* BEGIN *
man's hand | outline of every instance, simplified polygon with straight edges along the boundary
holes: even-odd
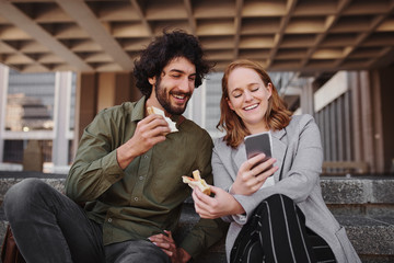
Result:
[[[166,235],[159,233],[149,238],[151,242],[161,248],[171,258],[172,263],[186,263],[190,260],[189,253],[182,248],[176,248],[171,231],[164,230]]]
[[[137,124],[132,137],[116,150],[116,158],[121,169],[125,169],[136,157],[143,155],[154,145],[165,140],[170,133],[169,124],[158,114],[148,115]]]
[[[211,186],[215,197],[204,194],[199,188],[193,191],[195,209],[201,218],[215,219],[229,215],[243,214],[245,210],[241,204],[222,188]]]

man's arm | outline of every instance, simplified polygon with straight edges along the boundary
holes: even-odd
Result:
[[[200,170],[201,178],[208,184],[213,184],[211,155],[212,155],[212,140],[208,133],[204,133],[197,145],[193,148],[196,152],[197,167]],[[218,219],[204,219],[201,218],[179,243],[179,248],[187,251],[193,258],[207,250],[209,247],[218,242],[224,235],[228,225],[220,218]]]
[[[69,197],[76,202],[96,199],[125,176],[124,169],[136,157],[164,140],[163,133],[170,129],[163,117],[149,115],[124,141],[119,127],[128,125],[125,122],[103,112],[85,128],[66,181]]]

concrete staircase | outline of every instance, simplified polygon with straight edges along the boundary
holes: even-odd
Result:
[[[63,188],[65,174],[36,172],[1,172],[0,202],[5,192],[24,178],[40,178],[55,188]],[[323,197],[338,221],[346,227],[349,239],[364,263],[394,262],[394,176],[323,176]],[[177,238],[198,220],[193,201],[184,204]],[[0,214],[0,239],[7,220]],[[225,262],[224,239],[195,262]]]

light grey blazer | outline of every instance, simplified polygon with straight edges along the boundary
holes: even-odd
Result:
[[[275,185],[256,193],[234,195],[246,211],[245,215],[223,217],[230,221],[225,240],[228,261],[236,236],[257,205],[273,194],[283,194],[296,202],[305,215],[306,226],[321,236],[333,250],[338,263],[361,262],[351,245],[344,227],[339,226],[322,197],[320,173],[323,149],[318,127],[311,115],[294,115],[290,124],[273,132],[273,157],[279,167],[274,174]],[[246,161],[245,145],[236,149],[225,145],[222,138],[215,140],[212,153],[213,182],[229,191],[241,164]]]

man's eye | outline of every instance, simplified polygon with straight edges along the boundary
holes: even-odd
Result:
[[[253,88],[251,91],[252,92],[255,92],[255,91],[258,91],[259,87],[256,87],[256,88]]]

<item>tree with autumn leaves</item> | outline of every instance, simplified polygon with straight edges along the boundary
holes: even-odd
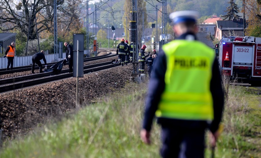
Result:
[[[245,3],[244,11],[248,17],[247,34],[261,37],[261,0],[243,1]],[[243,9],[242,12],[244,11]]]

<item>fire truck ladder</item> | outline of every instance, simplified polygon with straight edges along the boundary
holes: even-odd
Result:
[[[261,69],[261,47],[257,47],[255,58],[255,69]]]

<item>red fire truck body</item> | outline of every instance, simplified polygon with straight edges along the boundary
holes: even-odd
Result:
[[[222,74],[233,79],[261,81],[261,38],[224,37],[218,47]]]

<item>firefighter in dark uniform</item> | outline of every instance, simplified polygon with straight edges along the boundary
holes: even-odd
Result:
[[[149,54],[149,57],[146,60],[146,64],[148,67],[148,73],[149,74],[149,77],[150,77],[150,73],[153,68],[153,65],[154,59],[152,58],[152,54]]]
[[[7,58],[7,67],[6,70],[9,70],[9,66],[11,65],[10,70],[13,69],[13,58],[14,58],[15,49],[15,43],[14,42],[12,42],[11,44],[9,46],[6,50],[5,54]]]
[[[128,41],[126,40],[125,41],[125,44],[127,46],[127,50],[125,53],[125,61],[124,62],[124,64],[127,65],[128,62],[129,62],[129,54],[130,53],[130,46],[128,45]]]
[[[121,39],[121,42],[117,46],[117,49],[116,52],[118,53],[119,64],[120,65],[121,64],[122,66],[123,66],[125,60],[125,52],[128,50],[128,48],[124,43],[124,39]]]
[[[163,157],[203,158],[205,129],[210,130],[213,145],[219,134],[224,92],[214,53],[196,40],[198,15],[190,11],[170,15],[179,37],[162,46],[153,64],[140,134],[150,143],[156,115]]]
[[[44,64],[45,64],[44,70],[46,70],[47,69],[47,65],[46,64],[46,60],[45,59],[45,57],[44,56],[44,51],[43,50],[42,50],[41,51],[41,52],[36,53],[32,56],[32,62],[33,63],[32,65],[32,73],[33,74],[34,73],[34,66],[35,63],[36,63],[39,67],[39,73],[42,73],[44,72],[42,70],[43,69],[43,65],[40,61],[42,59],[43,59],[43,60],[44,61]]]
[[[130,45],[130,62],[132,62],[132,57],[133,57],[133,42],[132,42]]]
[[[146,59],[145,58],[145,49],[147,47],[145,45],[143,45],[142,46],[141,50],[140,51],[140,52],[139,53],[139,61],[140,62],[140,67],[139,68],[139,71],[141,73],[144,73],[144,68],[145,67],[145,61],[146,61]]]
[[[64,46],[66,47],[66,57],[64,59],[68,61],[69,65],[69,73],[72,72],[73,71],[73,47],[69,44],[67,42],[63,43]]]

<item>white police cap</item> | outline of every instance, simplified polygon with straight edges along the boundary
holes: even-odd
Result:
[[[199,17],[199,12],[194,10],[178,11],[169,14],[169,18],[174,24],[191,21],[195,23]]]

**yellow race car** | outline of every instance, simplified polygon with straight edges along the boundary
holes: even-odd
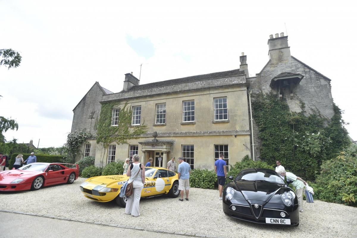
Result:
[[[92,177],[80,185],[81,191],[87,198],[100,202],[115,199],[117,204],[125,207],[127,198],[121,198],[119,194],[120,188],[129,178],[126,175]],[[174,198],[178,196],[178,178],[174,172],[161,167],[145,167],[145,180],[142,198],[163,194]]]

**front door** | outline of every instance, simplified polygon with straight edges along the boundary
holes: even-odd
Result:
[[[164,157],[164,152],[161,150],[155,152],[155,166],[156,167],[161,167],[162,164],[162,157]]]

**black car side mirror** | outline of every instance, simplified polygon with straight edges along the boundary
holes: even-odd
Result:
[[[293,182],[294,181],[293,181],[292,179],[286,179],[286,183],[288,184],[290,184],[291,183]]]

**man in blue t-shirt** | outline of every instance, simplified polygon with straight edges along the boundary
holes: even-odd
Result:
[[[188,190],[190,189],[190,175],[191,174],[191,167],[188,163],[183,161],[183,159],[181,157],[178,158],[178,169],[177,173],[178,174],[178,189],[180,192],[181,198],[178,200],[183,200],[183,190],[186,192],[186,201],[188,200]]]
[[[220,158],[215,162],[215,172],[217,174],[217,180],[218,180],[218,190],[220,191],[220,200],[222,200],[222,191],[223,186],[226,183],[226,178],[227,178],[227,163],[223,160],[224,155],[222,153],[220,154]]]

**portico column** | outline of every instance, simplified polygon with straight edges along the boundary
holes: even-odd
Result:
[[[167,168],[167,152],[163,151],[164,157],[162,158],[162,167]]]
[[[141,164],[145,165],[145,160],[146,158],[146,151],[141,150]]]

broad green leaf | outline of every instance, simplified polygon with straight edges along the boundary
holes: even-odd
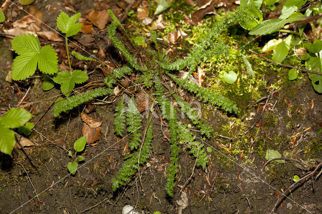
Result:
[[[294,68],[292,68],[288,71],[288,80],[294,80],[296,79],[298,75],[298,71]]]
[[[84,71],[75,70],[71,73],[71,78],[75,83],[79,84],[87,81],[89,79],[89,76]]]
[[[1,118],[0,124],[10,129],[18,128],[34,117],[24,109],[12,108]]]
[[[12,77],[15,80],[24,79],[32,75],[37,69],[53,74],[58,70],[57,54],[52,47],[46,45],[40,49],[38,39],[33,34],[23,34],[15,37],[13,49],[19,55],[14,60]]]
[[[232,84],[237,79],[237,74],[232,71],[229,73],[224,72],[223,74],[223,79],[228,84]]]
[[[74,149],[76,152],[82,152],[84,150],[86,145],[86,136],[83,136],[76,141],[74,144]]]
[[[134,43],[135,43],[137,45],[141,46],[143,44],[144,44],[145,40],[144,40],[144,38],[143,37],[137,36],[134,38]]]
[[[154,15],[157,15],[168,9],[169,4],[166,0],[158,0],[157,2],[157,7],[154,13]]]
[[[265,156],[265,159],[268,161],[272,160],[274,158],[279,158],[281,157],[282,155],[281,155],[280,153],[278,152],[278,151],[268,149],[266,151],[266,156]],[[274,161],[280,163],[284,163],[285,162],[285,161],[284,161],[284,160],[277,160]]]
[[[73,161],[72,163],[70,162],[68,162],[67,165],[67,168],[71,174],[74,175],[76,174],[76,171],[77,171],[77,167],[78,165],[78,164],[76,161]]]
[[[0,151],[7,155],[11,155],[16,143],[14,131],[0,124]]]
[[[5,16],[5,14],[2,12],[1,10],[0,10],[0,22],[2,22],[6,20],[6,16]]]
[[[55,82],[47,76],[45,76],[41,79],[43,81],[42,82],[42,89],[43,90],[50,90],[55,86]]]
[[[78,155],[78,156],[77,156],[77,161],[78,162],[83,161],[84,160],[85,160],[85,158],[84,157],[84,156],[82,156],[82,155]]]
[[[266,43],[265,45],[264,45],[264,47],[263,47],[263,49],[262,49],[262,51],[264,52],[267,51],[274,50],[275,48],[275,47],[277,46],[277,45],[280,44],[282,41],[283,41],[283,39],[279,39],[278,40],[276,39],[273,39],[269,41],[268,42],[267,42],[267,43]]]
* END *
■ GOAL OF THE EXERCISE: Can you gather every line of the items above that contains the word "truck" and copy each one in full?

■ TASK RESULT:
<item>fire truck ladder</item> | outline of every instance, simplified polygon with straight edges along the boundary
<item>red fire truck body</item> | outline of every instance, simplified polygon with straight edges along the boundary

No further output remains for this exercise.